Problem description:
Copy the records word for word. Pictures do not go in.

=-=-=-=-=

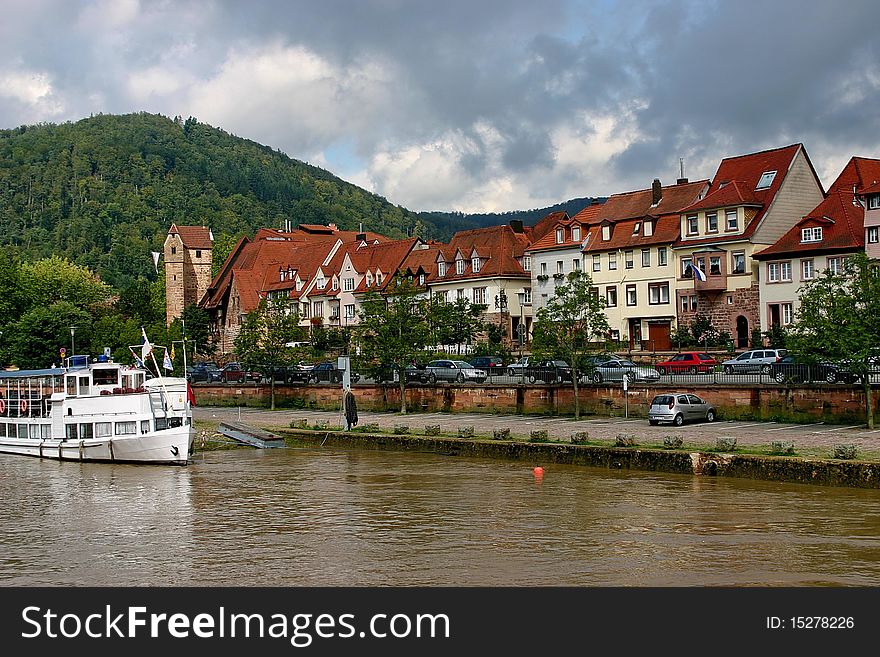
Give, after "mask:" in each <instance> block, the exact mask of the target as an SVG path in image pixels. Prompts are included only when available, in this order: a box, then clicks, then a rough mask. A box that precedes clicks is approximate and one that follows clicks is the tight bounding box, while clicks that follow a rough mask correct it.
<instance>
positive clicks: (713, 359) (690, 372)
mask: <svg viewBox="0 0 880 657" xmlns="http://www.w3.org/2000/svg"><path fill="white" fill-rule="evenodd" d="M717 366H718V361H717V360H715V359H714V358H712V356H710V355H709V354H704V353H702V352H699V351H683V352H682V353H680V354H676V355H675V356H673V357H672V358H670V359H669V360H666V361H663V362H662V363H657V364H656V365H655V367H656V368H657V371H658V372H660V374H683V373H685V372H686V373H688V374H697V373H698V372H699V373H700V374H708V373H709V372H714V371H715V368H716V367H717Z"/></svg>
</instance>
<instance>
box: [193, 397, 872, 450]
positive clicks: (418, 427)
mask: <svg viewBox="0 0 880 657" xmlns="http://www.w3.org/2000/svg"><path fill="white" fill-rule="evenodd" d="M193 416H194V418H195V419H196V420H204V421H215V422H221V421H223V420H238V419H240V420H241V421H242V422H245V423H248V424H251V425H253V426H257V427H261V428H264V429H268V430H270V431H271V430H272V429H279V428H288V427H289V426H290V423H291V421H293V420H306V421H307V422H308V423H309V424H318V423H320V422H326V423H328V424H329V425H336V426H344V421H343V418H342V414H341V412H339V411H316V410H289V409H284V410H276V411H268V410H264V409H257V408H245V407H241V408H229V407H206V406H196V407H195V408H194V409H193ZM358 416H359V424H360V425H364V424H378V425H379V426H380V427H383V428H387V429H391V428H393V427H394V426H395V425H398V424H406V425H407V426H409V427H411V430H412V431H414V432H418V433H421V432H422V431H423V430H424V428H425V425H428V424H439V425H440V428H441V431H442V432H443V433H445V434H455V433H457V432H458V429H459V427H469V426H472V427H474V431H475V432H476V434H477V436H480V435H483V436H490V437H491V435H492V432H493V431H494V430H495V429H505V428H506V429H510V432H511V434H512V435H513V436H515V437H525V438H528V436H529V434H530V432H531V431H534V430H540V429H544V430H546V431H547V434H548V436H549V437H550V438H554V439H557V440H568V439H569V438H570V437H571V434H572V433H574V432H576V431H587V432H589V434H590V437H591V438H593V439H596V440H614V439H615V438H616V437H617V435H618V434H621V433H624V434H627V435H635V436H636V441H637V442H639V443H642V444H647V443H655V444H659V443H662V442H663V438H664V437H666V436H681V437H682V438H683V439H684V441H685V443H687V444H693V445H707V446H714V445H715V441H716V440H717V439H718V438H719V437H722V436H725V437H735V438H736V440H737V444H739V445H743V446H745V445H769V444H770V443H771V442H773V441H787V442H793V443H794V445H795V447H796V448H829V449H833V448H834V446H835V445H839V444H855V445H857V446H858V447H859V449H860V450H864V451H868V452H878V451H880V429H875V430H874V431H868V429H867V428H866V427H865V426H864V425H860V426H851V425H850V426H847V425H829V424H822V423H812V424H778V423H775V422H749V421H730V422H714V423H711V424H709V423H705V422H703V423H695V424H687V425H685V426H683V427H674V426H669V425H660V426H655V427H652V426H650V425H649V424H648V421H647V420H646V419H644V418H625V417H599V416H587V417H584V418H582V419H581V420H577V421H576V420H574V419H573V418H567V417H545V416H532V415H490V414H476V413H412V414H408V415H399V414H396V413H371V412H364V411H362V412H359V413H358Z"/></svg>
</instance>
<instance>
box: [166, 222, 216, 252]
mask: <svg viewBox="0 0 880 657" xmlns="http://www.w3.org/2000/svg"><path fill="white" fill-rule="evenodd" d="M168 234H169V235H172V234H177V235H178V236H179V237H180V241H181V242H183V245H184V246H185V247H186V248H187V249H210V248H211V247H212V246H213V241H214V239H213V237H212V236H211V229H210V228H208V227H207V226H178V225H177V224H171V228H169V229H168Z"/></svg>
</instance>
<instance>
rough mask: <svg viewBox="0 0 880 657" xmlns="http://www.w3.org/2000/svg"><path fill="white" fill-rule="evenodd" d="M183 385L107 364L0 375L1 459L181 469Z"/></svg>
mask: <svg viewBox="0 0 880 657" xmlns="http://www.w3.org/2000/svg"><path fill="white" fill-rule="evenodd" d="M188 392H189V389H188V387H187V381H186V379H184V378H172V377H161V376H160V377H153V375H152V373H150V372H149V371H148V370H146V369H143V368H138V367H131V366H126V365H121V364H119V363H114V362H111V361H104V362H88V358H87V357H85V356H74V357H71V358H70V359H68V366H67V367H63V368H53V369H46V370H27V371H25V370H19V371H0V452H5V453H9V454H23V455H27V456H38V457H41V458H49V459H60V460H64V461H107V462H114V463H126V462H127V463H157V464H172V465H186V464H187V463H188V462H189V458H190V455H191V453H192V446H193V438H194V435H195V432H194V429H193V425H192V407H191V403H190V397H189V395H188Z"/></svg>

=-=-=-=-=

Output of the exercise:
Give, after "mask:" in each <instance> block, the exact mask of the target as an SVG path in image pixels. Prompts are included only when available, in this order: a box, then clicks, then a rough mask. A box that precedes clicks is approximate and one that follows clicks is the tight bounding box, while clicks that follow a rough mask correct it.
<instance>
positive clicks: (713, 359) (690, 372)
mask: <svg viewBox="0 0 880 657" xmlns="http://www.w3.org/2000/svg"><path fill="white" fill-rule="evenodd" d="M717 366H718V361H717V360H715V359H714V358H712V356H710V355H709V354H704V353H702V352H699V351H683V352H682V353H680V354H676V355H675V356H673V357H672V358H670V359H669V360H666V361H663V362H662V363H657V364H656V365H655V367H656V368H657V371H658V372H660V374H683V373H685V372H686V373H688V374H697V373H698V372H699V373H700V374H708V373H709V372H714V371H715V368H716V367H717Z"/></svg>
</instance>
<instance>
box: [193, 397, 872, 450]
positive clicks: (418, 427)
mask: <svg viewBox="0 0 880 657" xmlns="http://www.w3.org/2000/svg"><path fill="white" fill-rule="evenodd" d="M193 416H194V418H195V419H196V420H204V421H215V422H221V421H223V420H238V419H240V420H241V421H242V422H245V423H248V424H251V425H253V426H257V427H261V428H264V429H268V430H270V431H271V430H272V429H279V428H288V427H289V426H290V423H291V421H293V420H306V421H307V422H308V423H309V424H318V423H320V422H326V423H328V424H329V425H336V426H344V421H343V418H342V414H341V412H339V411H316V410H289V409H284V410H276V411H268V410H264V409H257V408H245V407H241V408H229V407H206V406H196V407H195V408H194V409H193ZM358 416H359V424H360V425H364V424H378V425H379V426H380V427H383V428H387V429H391V428H393V427H394V426H395V425H398V424H406V425H407V426H409V427H411V430H412V431H414V432H418V433H421V432H422V431H423V430H424V428H425V425H428V424H439V425H440V428H441V431H442V432H443V433H445V434H455V433H457V432H458V429H459V427H469V426H472V427H474V431H475V432H476V434H477V436H480V435H483V436H490V437H491V435H492V432H493V431H494V430H495V429H505V428H506V429H510V432H511V434H512V435H513V436H515V437H525V438H528V436H529V434H530V432H531V431H534V430H540V429H544V430H546V431H547V434H548V436H549V437H550V438H554V439H557V440H568V439H569V438H570V437H571V434H572V433H574V432H576V431H587V432H589V434H590V437H591V438H593V439H596V440H614V439H615V438H616V437H617V435H618V434H621V433H624V434H627V435H635V436H636V441H637V442H639V443H642V444H647V443H655V444H659V443H662V442H663V438H664V437H666V436H681V437H682V438H683V439H684V441H685V443H687V444H693V445H707V446H714V445H715V441H716V440H717V439H718V438H719V437H722V436H725V437H735V438H736V440H737V444H739V445H743V446H745V445H769V444H770V443H771V442H773V441H787V442H793V443H794V445H795V447H796V448H829V449H833V448H834V446H835V445H839V444H855V445H857V446H858V447H859V449H860V450H864V451H868V452H878V451H880V429H875V430H874V431H868V429H867V428H866V427H865V426H864V425H860V426H851V425H850V426H847V425H829V424H822V423H812V424H778V423H775V422H749V421H730V422H714V423H711V424H709V423H705V422H703V423H695V424H687V425H685V426H683V427H674V426H669V425H660V426H655V427H652V426H650V425H649V424H648V421H647V420H646V419H644V418H625V417H599V416H587V417H584V418H582V419H581V420H577V421H576V420H574V419H573V418H567V417H545V416H532V415H490V414H476V413H412V414H408V415H399V414H396V413H371V412H364V411H362V412H359V413H358Z"/></svg>
</instance>
<instance>
box: [166, 222, 216, 252]
mask: <svg viewBox="0 0 880 657" xmlns="http://www.w3.org/2000/svg"><path fill="white" fill-rule="evenodd" d="M168 234H169V235H172V234H177V235H178V236H179V237H180V241H181V242H183V245H184V246H185V247H186V248H187V249H210V248H211V247H212V246H213V241H214V239H213V237H212V236H211V229H210V228H208V227H207V226H178V225H177V224H171V228H169V229H168Z"/></svg>
</instance>
<instance>
rough mask: <svg viewBox="0 0 880 657" xmlns="http://www.w3.org/2000/svg"><path fill="white" fill-rule="evenodd" d="M183 385L107 364L0 375L1 459L181 469Z"/></svg>
mask: <svg viewBox="0 0 880 657" xmlns="http://www.w3.org/2000/svg"><path fill="white" fill-rule="evenodd" d="M188 392H189V389H188V387H187V381H186V379H184V378H172V377H161V376H160V377H153V375H152V373H150V372H149V371H148V370H146V369H143V368H138V367H131V366H126V365H121V364H119V363H114V362H111V361H104V362H88V358H87V357H85V356H74V357H71V358H70V359H68V366H67V367H63V368H53V369H46V370H27V371H25V370H19V371H0V452H5V453H9V454H23V455H27V456H38V457H41V458H49V459H60V460H64V461H107V462H114V463H126V462H127V463H157V464H172V465H186V464H187V463H188V462H189V458H190V455H191V453H192V446H193V438H194V435H195V432H194V429H193V425H192V407H191V403H190V397H189V395H188Z"/></svg>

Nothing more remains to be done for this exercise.